[PASSAGE TO READ]:
———
Actually it kind of does mean that. You may not have assigned ALL of the blame to one party, but you can't forgive someone you don't think is responsible for whatever is being forgiven - that isn't logical. However, sometimes blame is APPROPRIATELY assigned and you shouldn't feel guilty for knowing you've been wronged, as long as you also take responsibility when you wrong others. (And you should definitely feel good when you have the strength to forgive and move on!)
29th-Jan-2006 05:31 am (UTC) - oh lovely- anonymous
It's a process, I'm not now nor have i ever been a victim. Perhaps you feel you are or have been in the past? I SEE things differently. I believe we are all emmanations of one universal infinite spirit/energy. I am responsible for how I respond you are responsible for how you respond. blame is assigning responsibility for how you responded. Rather than judging i choose to accept that there are behaviors that cause challenges (some more extreme than others) find the lesson in it, find the good/divine/grace in it.

regardless of what comes to YOUR mind or anyone elses mind, when I say Forgive- I mean let go of, give away to the universal spirit.

We forgive the village idiot (let go of the pain associated with what was experienced due to his idocy). after we forgive the village idiot, we do not give him more responsibility.


forgiveness and rehabilitation work well together.
29th-Jan-2006 05:40 am (UTC) - P.s. anonymous
forgive does not necessarily mean to blame, it does not necessarily exclude blame either...what ever way to peace works for - works-
30th-Jan-2006 06:36 pm (UTC) - From the MLK page
"Nonviolence attacks forces of evil and acts of evil, but never persons as evil. Nonviolence believes in the utimate good of every person and seeks reconciliation."
———
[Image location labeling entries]
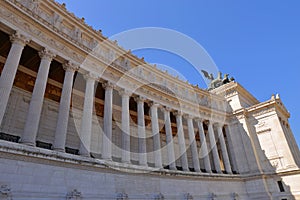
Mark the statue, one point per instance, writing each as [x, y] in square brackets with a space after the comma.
[217, 82]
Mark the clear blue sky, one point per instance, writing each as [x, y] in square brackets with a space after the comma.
[257, 42]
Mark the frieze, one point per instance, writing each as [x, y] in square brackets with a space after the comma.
[263, 111]
[39, 34]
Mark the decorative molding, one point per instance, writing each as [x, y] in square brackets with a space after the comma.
[122, 196]
[5, 192]
[188, 196]
[74, 195]
[158, 196]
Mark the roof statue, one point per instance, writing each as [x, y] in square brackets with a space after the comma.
[217, 82]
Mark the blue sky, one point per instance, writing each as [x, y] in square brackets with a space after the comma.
[257, 42]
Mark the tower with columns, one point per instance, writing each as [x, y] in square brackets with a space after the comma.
[77, 120]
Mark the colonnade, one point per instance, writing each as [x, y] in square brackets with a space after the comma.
[85, 132]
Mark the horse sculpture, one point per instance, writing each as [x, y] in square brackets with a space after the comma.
[217, 82]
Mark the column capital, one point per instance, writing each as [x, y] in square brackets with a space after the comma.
[219, 125]
[188, 116]
[46, 54]
[178, 113]
[70, 66]
[209, 122]
[140, 99]
[167, 109]
[91, 76]
[125, 93]
[199, 120]
[108, 85]
[18, 38]
[154, 104]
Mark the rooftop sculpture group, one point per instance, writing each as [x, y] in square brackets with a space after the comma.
[217, 82]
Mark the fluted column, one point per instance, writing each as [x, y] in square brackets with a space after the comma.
[214, 148]
[169, 139]
[181, 141]
[203, 150]
[108, 108]
[10, 69]
[156, 135]
[87, 116]
[141, 131]
[64, 108]
[37, 98]
[193, 143]
[125, 126]
[224, 149]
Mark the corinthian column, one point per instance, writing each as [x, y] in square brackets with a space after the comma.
[203, 148]
[214, 148]
[125, 126]
[87, 116]
[36, 103]
[64, 108]
[156, 136]
[193, 143]
[10, 69]
[224, 149]
[107, 137]
[169, 139]
[181, 141]
[141, 131]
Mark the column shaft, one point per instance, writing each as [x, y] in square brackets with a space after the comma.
[87, 116]
[181, 142]
[9, 70]
[64, 108]
[107, 136]
[213, 146]
[169, 139]
[37, 98]
[141, 132]
[156, 136]
[203, 151]
[224, 150]
[125, 127]
[193, 144]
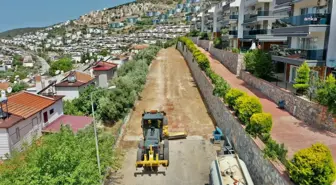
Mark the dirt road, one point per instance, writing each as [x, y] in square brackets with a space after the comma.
[170, 87]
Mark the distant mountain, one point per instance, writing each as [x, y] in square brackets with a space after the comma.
[18, 31]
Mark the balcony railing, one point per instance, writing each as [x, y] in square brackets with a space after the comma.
[256, 32]
[233, 16]
[252, 17]
[233, 32]
[307, 54]
[306, 19]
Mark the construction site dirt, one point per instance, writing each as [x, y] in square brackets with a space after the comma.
[170, 87]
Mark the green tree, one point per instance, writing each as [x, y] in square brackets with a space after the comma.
[326, 93]
[302, 78]
[313, 165]
[260, 123]
[61, 158]
[246, 106]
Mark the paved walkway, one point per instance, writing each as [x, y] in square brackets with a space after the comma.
[286, 129]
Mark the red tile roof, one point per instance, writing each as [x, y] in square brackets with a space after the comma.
[75, 122]
[104, 66]
[23, 105]
[26, 104]
[81, 79]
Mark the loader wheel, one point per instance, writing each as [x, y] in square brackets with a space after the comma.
[139, 156]
[141, 145]
[166, 156]
[165, 121]
[161, 154]
[166, 143]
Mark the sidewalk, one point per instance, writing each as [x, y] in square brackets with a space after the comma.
[286, 129]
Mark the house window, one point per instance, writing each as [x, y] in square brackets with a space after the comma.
[292, 75]
[308, 43]
[17, 133]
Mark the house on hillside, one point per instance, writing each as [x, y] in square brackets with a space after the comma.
[74, 83]
[23, 115]
[105, 72]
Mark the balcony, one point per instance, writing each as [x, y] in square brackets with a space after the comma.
[233, 16]
[301, 25]
[296, 56]
[233, 32]
[262, 34]
[254, 17]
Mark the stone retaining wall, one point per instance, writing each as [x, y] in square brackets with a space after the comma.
[233, 61]
[307, 111]
[262, 170]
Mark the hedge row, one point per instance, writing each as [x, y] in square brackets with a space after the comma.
[247, 108]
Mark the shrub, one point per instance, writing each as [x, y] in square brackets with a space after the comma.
[232, 96]
[235, 50]
[246, 106]
[260, 123]
[203, 36]
[302, 78]
[218, 43]
[313, 165]
[221, 87]
[326, 93]
[273, 150]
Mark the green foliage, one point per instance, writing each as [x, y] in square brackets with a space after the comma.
[273, 150]
[232, 96]
[259, 63]
[246, 106]
[218, 42]
[104, 52]
[61, 158]
[17, 87]
[260, 123]
[63, 64]
[194, 33]
[302, 78]
[326, 93]
[112, 105]
[203, 36]
[313, 165]
[235, 50]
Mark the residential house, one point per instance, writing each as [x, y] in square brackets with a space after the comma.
[105, 72]
[74, 83]
[307, 26]
[23, 116]
[28, 61]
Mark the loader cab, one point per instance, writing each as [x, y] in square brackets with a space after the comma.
[153, 119]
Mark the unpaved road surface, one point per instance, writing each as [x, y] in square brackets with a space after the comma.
[170, 87]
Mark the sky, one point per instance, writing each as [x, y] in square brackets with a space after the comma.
[40, 13]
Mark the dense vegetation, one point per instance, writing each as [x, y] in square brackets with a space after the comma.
[313, 165]
[245, 106]
[63, 64]
[60, 158]
[111, 105]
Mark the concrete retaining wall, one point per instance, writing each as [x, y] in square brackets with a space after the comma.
[261, 169]
[307, 111]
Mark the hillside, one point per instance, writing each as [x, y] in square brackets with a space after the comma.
[18, 31]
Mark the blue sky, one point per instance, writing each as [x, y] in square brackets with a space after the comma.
[38, 13]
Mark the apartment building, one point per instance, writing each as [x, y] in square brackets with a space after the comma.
[307, 27]
[257, 24]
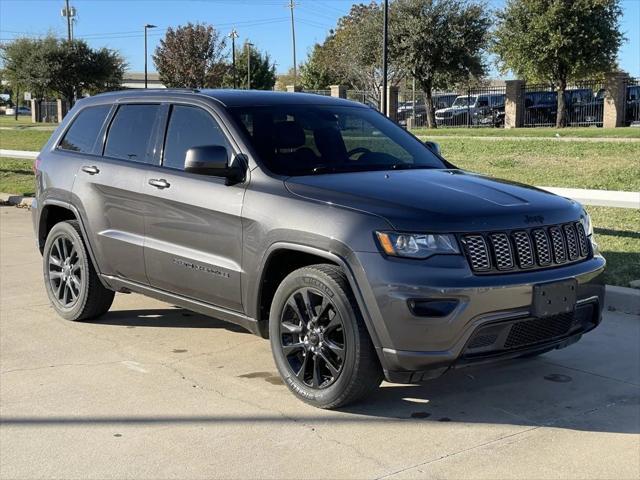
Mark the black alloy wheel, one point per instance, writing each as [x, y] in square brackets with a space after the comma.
[312, 338]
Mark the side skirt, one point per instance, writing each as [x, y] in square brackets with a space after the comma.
[119, 284]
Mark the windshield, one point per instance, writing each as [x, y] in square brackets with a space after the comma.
[464, 101]
[317, 139]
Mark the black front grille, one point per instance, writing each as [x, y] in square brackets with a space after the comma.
[543, 247]
[538, 330]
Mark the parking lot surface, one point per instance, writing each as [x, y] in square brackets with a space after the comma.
[154, 391]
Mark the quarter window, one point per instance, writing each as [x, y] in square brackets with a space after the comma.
[189, 127]
[130, 136]
[83, 132]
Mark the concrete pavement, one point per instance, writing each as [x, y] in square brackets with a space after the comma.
[154, 391]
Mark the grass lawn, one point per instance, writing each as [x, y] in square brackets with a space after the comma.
[27, 139]
[16, 176]
[580, 132]
[23, 121]
[617, 232]
[599, 165]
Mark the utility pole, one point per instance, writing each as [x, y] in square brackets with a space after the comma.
[384, 57]
[233, 35]
[293, 38]
[146, 27]
[249, 45]
[67, 11]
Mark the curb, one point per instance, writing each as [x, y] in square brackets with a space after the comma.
[622, 299]
[17, 200]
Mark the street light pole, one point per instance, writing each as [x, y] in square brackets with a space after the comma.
[146, 27]
[293, 38]
[384, 57]
[249, 45]
[234, 35]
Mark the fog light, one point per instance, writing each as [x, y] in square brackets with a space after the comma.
[437, 307]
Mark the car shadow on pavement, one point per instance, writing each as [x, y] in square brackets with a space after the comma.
[534, 392]
[163, 317]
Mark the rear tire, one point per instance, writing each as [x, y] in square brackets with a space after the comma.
[319, 341]
[72, 284]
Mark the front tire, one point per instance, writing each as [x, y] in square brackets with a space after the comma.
[319, 341]
[72, 284]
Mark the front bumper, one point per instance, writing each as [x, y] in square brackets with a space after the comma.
[412, 348]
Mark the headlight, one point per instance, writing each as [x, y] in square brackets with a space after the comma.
[417, 245]
[585, 219]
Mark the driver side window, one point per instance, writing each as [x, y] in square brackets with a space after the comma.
[189, 127]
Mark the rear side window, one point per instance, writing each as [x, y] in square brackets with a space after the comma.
[83, 132]
[130, 134]
[189, 127]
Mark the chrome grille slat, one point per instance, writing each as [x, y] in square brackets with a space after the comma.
[524, 251]
[536, 248]
[582, 239]
[542, 247]
[572, 241]
[502, 251]
[557, 242]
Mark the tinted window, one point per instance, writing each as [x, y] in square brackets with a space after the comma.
[315, 139]
[130, 134]
[84, 130]
[189, 127]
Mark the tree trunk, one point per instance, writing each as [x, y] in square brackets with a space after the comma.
[561, 115]
[430, 111]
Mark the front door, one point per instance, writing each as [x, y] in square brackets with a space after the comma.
[193, 244]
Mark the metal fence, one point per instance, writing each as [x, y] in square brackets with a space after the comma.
[48, 111]
[632, 103]
[584, 103]
[363, 96]
[466, 108]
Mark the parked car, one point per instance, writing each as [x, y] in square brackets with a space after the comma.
[473, 110]
[21, 111]
[440, 100]
[359, 251]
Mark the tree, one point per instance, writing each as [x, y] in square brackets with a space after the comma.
[263, 72]
[192, 56]
[52, 66]
[440, 42]
[557, 41]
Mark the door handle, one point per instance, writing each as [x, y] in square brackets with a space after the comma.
[91, 170]
[160, 183]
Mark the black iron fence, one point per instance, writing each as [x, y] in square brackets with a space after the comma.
[632, 103]
[467, 108]
[584, 103]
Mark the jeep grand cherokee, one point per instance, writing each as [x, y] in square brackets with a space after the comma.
[316, 222]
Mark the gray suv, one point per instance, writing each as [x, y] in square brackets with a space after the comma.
[360, 252]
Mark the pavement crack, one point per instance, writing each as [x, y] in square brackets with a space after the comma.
[590, 373]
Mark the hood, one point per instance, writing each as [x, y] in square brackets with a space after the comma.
[438, 200]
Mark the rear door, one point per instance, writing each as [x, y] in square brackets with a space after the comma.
[193, 226]
[109, 187]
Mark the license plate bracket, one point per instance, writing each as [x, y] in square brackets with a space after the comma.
[554, 298]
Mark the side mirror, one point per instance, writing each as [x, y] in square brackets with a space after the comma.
[433, 146]
[212, 160]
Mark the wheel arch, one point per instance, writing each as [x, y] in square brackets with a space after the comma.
[300, 256]
[54, 211]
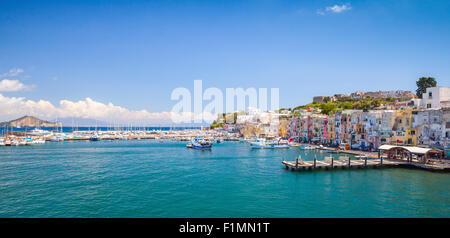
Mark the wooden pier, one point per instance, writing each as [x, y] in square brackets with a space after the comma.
[341, 164]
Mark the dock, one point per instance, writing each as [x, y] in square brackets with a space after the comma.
[341, 164]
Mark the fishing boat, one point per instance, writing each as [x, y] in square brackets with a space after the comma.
[201, 143]
[95, 137]
[262, 143]
[307, 147]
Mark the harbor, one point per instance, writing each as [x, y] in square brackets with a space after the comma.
[162, 178]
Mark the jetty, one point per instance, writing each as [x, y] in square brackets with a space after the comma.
[342, 163]
[387, 156]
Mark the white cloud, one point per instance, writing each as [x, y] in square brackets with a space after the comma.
[335, 9]
[14, 107]
[12, 72]
[7, 85]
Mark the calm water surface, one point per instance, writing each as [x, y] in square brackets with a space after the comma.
[165, 179]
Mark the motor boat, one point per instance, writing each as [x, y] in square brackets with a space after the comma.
[201, 143]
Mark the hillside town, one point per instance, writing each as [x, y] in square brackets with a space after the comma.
[394, 118]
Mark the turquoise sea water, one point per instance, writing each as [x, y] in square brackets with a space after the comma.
[165, 179]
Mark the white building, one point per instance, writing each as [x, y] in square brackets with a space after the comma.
[435, 98]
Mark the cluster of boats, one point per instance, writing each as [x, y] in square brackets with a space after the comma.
[200, 142]
[20, 142]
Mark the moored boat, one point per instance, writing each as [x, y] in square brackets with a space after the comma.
[201, 143]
———
[PROBLEMS]:
[a] Decide whether each statement below agrees with the forgiveness thread, answering yes or no and quoting the words of the thread that settle it. (i) The first comment says you cannot forgive someone you do not think is responsible. (ii) The anonymous commenter says they were a victim in the past. (iii) The anonymous commenter says the village idiot gets more responsibility after being forgiven.
[b] Reproduce the portion of the forgiveness thread between "We forgive the village idiot (let" and "work well together.", inclusive.
[c] Carry on the forgiveness thread with new writing that picks up after its last line.

[ANSWERS TO THE TASKS]:
[a]
(i) Yes: "you can't forgive someone you don't think is responsible for whatever is being forgiven"
(ii) No: "I'm not now nor have i ever been a victim"
(iii) No: "after we forgive the village idiot, we do not give him more responsibility"

[b]
We forgive the village idiot (let go of the pain associated with what was experienced due to his idocy). after we forgive the village idiot, we do not give him more responsibility.


forgiveness and rehabilitation work well together.

[c]
1st-Feb-2006 01:00 am (UTC) - Forgive - Anonymous
Anonymous
Hmmm - I notice that you picked up on "To forgive does not mean you have assigned blame" which was not even close to what I had said nor do I believe that. I simply said that in order to forgive you must first have the belief that someone has done something wrong that needs to be forgiven.

I'm very thankful for the many definitions of "forgive" that have been posted. However, if one reaches a point of nothingness - knowing that "I" am nothing ... then no one can cause harm -- please don't take this wrong, yes, physical/emotional harm is real and does happen to others -- however, I have found in my life that when I remove my ego completely and become "no thing", then what is left to be harmed or hurt? Can we hurt no thing?

When one reaches enlightenment, the physical things of this world dissolve and life becomes filled with unconditional love and continual happiness. It is only how we react to things that causes us harm. If you believe that you have been hurt, then you have; if you believe you've been taught a lesson, then you have.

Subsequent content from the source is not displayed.